Problem – Reproduce without alteration the lines of the entries below, from the line holding "TARGET = concrete wall" through the final line of the entries, inclusive.
═════ Provided information ═════
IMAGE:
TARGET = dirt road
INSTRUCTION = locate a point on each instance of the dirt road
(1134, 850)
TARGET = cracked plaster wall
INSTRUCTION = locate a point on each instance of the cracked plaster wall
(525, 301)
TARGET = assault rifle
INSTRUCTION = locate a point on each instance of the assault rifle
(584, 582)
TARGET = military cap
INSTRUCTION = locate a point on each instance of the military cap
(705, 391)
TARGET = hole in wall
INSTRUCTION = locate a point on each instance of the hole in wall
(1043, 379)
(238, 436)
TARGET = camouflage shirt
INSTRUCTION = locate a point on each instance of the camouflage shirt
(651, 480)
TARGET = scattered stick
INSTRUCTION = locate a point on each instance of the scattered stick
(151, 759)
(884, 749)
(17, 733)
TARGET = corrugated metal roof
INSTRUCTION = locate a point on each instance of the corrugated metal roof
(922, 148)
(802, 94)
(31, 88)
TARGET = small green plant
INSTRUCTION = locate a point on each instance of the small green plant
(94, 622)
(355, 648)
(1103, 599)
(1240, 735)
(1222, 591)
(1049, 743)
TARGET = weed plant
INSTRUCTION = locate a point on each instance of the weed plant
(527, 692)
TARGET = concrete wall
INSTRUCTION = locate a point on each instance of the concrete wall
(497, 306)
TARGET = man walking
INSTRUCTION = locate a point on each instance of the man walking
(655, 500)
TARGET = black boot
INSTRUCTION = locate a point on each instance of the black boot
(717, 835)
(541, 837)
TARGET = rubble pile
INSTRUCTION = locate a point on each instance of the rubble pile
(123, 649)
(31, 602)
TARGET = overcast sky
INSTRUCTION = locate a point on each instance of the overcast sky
═════
Written answer –
TARGET = concrete wall
INSTRUCTION = locate a point on each instance of the concrete wall
(497, 306)
TARGET = man walking
INSTRUCTION = locate a point on each instance of the man walking
(655, 500)
TARGET = black boot
INSTRUCTION = locate a point on each instance of the black boot
(717, 835)
(541, 837)
TARGET = rubble pile
INSTRUCTION = locate a point on each instance of the rubble pile
(123, 649)
(31, 602)
TARGET = overcast sky
INSTRUCTION = locate a point on each instance of the overcast sky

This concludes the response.